• What the task requires: Reproduce, exactly and only, the lines of the data that follows from the one containing "<point>689,190</point>" down to the one containing "Tag the desk surface, one", without pictures.

Source data:
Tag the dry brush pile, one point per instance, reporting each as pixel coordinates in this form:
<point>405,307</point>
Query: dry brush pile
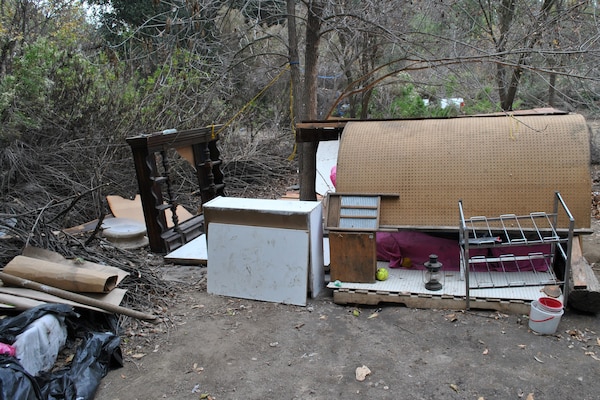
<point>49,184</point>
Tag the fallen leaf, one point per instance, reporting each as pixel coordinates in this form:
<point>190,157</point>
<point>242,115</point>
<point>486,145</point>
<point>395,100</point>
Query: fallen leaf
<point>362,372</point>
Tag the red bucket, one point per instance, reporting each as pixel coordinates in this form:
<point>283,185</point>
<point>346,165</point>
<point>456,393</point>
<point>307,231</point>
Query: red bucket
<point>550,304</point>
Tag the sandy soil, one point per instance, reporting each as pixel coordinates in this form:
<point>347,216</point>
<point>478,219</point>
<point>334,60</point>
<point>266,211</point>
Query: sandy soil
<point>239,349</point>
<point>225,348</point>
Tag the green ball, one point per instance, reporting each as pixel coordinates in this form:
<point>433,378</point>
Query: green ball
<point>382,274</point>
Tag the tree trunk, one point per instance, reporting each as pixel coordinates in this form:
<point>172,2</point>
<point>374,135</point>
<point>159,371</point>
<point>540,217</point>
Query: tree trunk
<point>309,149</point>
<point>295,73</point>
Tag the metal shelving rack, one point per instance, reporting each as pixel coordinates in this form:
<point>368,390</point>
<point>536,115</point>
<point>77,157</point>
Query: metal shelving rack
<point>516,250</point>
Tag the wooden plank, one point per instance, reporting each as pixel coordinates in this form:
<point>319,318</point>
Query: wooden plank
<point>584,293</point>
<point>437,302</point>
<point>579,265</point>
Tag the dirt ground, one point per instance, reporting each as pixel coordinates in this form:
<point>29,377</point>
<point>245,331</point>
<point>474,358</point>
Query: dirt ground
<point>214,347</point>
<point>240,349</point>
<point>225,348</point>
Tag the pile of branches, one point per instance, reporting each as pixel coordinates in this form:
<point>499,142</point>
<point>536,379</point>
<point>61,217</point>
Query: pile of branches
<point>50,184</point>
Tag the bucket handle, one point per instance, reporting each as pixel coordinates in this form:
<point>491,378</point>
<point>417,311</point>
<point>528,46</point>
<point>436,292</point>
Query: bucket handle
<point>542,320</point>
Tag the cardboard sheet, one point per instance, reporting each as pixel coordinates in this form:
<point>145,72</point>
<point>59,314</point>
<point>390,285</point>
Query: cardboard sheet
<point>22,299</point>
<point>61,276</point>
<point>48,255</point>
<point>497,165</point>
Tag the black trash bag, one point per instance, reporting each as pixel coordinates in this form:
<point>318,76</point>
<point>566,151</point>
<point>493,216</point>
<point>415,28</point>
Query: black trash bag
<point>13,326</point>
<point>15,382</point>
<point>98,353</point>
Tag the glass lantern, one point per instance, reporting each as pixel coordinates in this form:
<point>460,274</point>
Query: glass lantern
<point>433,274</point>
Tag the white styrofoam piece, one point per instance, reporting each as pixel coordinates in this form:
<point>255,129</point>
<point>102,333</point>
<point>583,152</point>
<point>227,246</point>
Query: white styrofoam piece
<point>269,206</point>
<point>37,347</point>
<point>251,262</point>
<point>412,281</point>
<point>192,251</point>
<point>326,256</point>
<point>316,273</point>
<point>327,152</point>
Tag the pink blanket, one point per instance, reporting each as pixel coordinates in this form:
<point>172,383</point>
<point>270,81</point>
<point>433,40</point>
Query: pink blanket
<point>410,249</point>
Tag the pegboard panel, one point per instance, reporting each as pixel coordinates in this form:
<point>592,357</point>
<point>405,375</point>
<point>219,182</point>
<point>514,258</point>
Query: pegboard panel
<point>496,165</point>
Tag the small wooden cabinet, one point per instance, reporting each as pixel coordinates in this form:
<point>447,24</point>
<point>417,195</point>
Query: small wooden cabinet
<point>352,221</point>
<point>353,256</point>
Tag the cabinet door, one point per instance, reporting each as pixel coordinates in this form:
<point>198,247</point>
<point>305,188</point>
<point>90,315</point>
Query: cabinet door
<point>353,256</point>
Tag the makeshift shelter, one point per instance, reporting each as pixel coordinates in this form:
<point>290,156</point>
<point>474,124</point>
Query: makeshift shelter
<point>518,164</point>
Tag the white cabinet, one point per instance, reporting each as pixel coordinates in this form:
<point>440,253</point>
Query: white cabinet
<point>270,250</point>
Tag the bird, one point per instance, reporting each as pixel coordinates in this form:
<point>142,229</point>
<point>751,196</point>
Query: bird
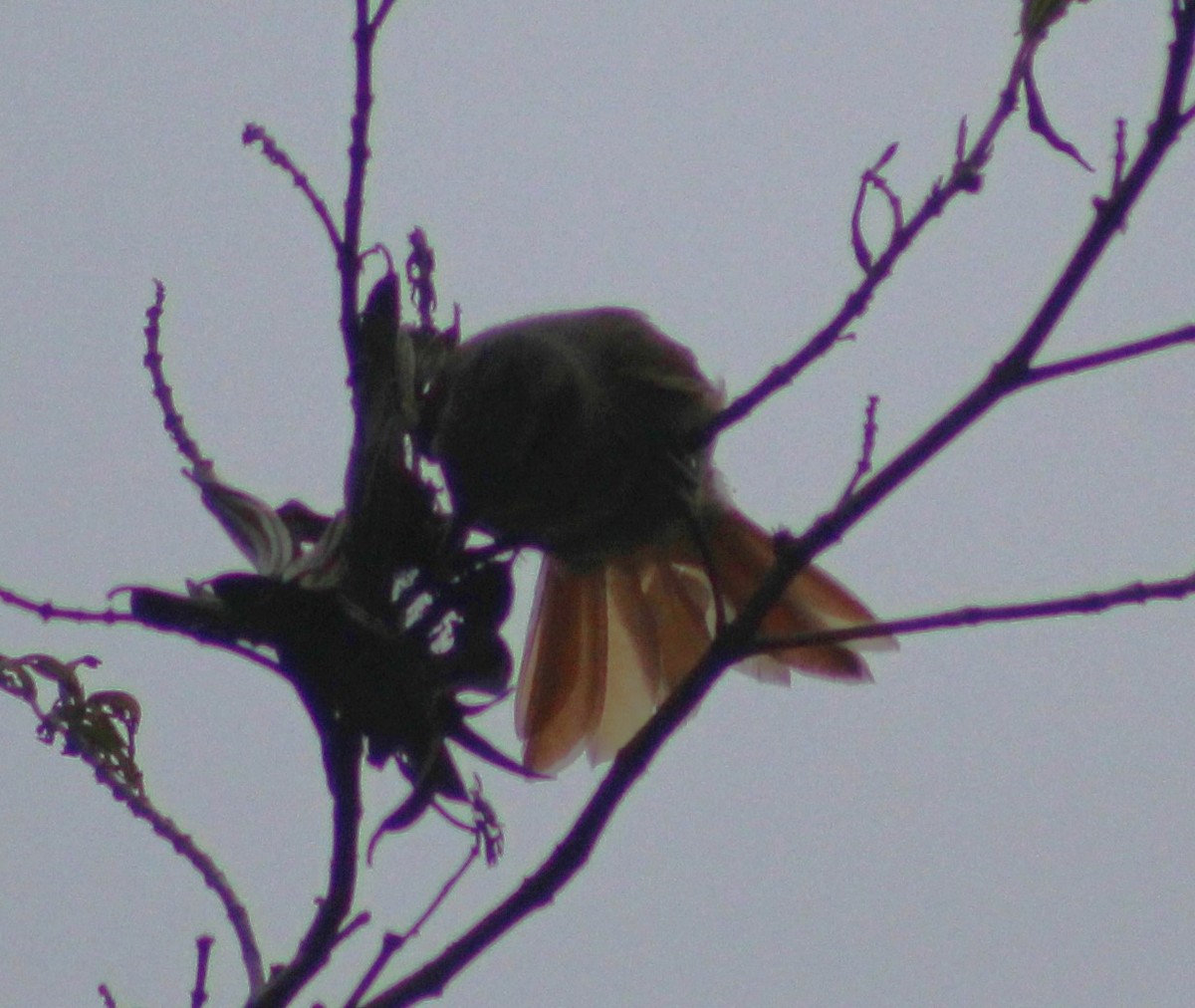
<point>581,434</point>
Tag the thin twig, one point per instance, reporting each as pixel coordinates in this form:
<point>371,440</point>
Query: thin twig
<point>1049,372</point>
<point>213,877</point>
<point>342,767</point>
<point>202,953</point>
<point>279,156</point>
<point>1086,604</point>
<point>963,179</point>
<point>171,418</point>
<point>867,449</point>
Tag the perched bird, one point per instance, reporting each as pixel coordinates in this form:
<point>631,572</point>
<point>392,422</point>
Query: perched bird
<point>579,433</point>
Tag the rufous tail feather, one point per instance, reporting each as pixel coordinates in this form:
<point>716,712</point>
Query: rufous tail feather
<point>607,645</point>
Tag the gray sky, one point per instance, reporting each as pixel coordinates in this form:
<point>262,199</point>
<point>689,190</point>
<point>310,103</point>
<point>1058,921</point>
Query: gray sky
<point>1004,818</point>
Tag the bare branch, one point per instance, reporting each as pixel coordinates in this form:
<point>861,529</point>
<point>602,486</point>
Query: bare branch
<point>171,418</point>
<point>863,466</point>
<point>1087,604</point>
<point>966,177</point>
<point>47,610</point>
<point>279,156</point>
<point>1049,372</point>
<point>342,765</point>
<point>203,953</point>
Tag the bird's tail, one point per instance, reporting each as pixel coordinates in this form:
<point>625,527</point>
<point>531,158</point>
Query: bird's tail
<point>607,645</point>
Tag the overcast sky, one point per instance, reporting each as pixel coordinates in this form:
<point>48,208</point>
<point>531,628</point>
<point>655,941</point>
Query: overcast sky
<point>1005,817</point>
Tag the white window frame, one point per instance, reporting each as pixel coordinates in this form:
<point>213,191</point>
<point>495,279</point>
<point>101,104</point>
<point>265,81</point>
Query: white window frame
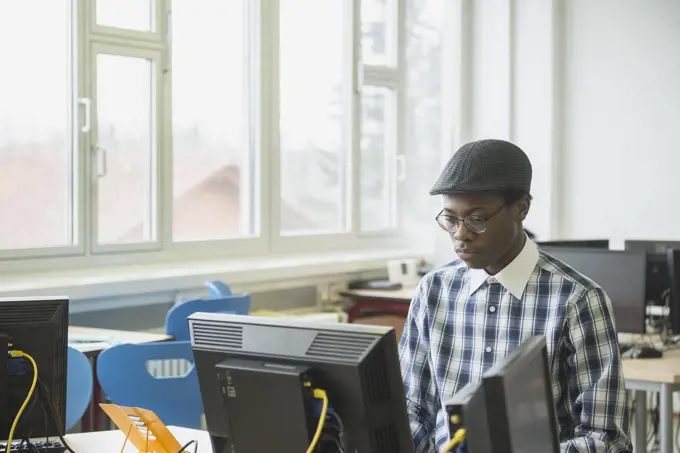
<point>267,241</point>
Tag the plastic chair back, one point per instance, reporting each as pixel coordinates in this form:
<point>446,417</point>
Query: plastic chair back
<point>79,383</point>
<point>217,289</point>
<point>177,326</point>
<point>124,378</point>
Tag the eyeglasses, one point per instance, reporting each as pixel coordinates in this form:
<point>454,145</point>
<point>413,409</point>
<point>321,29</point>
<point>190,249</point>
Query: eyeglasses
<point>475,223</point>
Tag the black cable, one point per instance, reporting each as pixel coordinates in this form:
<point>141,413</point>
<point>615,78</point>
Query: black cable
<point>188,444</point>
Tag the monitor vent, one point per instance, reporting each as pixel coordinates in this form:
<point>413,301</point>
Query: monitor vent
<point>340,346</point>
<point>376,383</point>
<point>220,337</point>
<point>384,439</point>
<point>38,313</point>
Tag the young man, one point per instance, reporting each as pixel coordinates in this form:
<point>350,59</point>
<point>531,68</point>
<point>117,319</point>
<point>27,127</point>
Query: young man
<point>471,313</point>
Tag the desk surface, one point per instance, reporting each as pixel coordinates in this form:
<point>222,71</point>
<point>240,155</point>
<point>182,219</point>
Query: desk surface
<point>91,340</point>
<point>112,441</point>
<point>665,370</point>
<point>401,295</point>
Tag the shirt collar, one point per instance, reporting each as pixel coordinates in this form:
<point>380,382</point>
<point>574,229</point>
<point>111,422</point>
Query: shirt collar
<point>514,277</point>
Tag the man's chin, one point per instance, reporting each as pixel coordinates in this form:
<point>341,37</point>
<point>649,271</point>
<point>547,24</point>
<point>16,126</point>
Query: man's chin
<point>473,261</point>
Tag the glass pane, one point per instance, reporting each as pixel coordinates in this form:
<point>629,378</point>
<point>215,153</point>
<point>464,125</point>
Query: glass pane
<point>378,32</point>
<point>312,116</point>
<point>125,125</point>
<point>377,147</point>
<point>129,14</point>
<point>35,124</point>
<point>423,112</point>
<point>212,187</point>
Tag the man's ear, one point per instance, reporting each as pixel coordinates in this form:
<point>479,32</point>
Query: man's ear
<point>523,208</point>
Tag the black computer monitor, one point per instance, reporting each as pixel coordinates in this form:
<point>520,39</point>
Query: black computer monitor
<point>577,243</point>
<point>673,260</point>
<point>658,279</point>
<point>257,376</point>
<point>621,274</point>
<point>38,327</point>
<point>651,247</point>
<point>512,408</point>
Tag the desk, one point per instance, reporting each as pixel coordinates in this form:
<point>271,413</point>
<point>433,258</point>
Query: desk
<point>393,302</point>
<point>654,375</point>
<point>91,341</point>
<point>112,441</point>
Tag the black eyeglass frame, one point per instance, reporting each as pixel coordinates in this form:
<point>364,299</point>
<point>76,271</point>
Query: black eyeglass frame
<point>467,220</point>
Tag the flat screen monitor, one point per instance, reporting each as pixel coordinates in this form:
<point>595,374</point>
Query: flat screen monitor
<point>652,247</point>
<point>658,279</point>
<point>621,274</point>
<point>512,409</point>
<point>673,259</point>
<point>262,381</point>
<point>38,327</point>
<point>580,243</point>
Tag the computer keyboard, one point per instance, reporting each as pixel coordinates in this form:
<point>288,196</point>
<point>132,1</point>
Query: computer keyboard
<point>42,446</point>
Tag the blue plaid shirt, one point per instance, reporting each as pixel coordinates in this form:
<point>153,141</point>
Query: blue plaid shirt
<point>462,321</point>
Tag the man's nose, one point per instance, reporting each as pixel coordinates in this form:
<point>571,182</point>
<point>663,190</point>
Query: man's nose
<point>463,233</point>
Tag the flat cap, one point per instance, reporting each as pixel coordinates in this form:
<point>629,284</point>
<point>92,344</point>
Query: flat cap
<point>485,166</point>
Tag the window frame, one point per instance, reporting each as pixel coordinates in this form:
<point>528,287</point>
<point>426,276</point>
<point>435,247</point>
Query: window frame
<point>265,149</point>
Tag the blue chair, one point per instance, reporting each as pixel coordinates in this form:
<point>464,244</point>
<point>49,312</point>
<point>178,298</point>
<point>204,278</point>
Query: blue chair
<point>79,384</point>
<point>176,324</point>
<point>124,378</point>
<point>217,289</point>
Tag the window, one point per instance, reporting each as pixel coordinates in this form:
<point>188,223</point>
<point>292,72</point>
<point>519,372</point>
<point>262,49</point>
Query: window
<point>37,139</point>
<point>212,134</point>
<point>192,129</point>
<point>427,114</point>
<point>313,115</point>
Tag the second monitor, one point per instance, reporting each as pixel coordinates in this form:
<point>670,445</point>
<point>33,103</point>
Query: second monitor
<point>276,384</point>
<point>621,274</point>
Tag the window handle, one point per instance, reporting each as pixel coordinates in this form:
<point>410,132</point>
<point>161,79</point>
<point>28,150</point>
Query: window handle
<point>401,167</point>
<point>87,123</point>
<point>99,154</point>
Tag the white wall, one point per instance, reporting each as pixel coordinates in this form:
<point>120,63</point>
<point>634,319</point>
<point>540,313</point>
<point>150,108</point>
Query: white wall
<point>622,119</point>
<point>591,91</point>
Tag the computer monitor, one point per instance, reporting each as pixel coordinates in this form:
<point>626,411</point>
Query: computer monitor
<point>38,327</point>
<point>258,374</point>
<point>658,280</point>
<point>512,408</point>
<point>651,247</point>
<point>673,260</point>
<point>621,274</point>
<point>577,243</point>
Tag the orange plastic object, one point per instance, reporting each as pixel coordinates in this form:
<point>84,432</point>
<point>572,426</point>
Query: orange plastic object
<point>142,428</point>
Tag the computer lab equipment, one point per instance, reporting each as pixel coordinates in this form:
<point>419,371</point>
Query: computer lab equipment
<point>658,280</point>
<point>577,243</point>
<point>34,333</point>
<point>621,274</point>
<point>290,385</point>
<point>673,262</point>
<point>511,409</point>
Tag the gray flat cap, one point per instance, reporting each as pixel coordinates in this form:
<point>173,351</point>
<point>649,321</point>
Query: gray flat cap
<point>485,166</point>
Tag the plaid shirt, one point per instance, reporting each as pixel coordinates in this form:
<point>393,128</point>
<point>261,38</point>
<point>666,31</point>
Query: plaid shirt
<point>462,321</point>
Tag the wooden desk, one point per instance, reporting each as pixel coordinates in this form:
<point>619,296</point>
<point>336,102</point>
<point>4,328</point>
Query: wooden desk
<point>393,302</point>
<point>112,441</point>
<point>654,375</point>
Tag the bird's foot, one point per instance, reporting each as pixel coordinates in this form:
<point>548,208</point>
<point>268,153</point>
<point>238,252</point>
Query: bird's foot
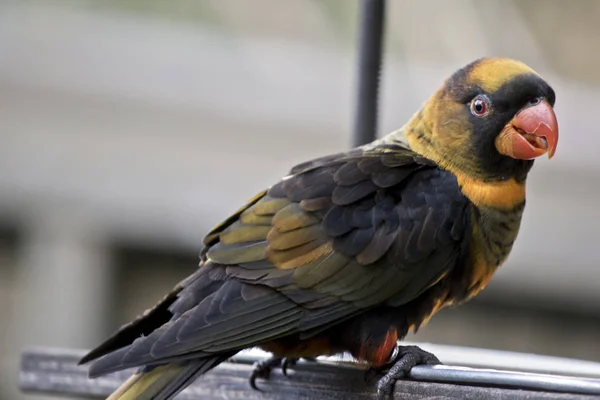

• Worked solution:
<point>689,190</point>
<point>310,103</point>
<point>1058,921</point>
Query: gray sky
<point>1004,818</point>
Tag the bare branch, one point per instance, reporting each as pixel coordinates in this form:
<point>861,529</point>
<point>602,486</point>
Query: bare branch
<point>171,418</point>
<point>863,466</point>
<point>1087,604</point>
<point>966,177</point>
<point>47,610</point>
<point>279,156</point>
<point>1049,372</point>
<point>342,765</point>
<point>203,953</point>
Tag the bird's tail, one point per instance, reporting each as pixel coordinates in this form:
<point>625,527</point>
<point>531,158</point>
Query: bird's tail
<point>607,645</point>
Tag the overcast sky, one point per instance, reporting each as pixel coordinates in this form:
<point>48,208</point>
<point>531,628</point>
<point>655,941</point>
Query: overcast sky
<point>1005,817</point>
Tag the white window frame, one point per instance, reporting each as pixel coordinates in this form:
<point>213,191</point>
<point>495,279</point>
<point>101,104</point>
<point>265,81</point>
Query: white window frame
<point>267,241</point>
Tag the plastic chair back, one point per instance, reporting each as pixel coordinates in this form:
<point>446,417</point>
Query: plastic chair back
<point>79,383</point>
<point>217,289</point>
<point>177,326</point>
<point>124,378</point>
Tag the eyeglasses, one point per instance, reporting each as pixel coordinates in this form:
<point>454,145</point>
<point>413,409</point>
<point>321,29</point>
<point>190,249</point>
Query: eyeglasses
<point>475,223</point>
Tag the black cable, one point per instance, reporting each as pixel coordinates in this form:
<point>141,413</point>
<point>615,78</point>
Query: black cable
<point>188,444</point>
Tag the monitor vent, one point per instance, reporting each as pixel coordinates in this form:
<point>413,301</point>
Query: monitor vent
<point>340,346</point>
<point>376,383</point>
<point>220,337</point>
<point>384,439</point>
<point>38,313</point>
Tag the young man, one point per instance, reporting each as pixel coordinates in this form:
<point>350,59</point>
<point>531,68</point>
<point>117,319</point>
<point>27,127</point>
Query: young man
<point>471,313</point>
Tag the desk surface, one point per instance, reporting each as pixel coordinates in this form:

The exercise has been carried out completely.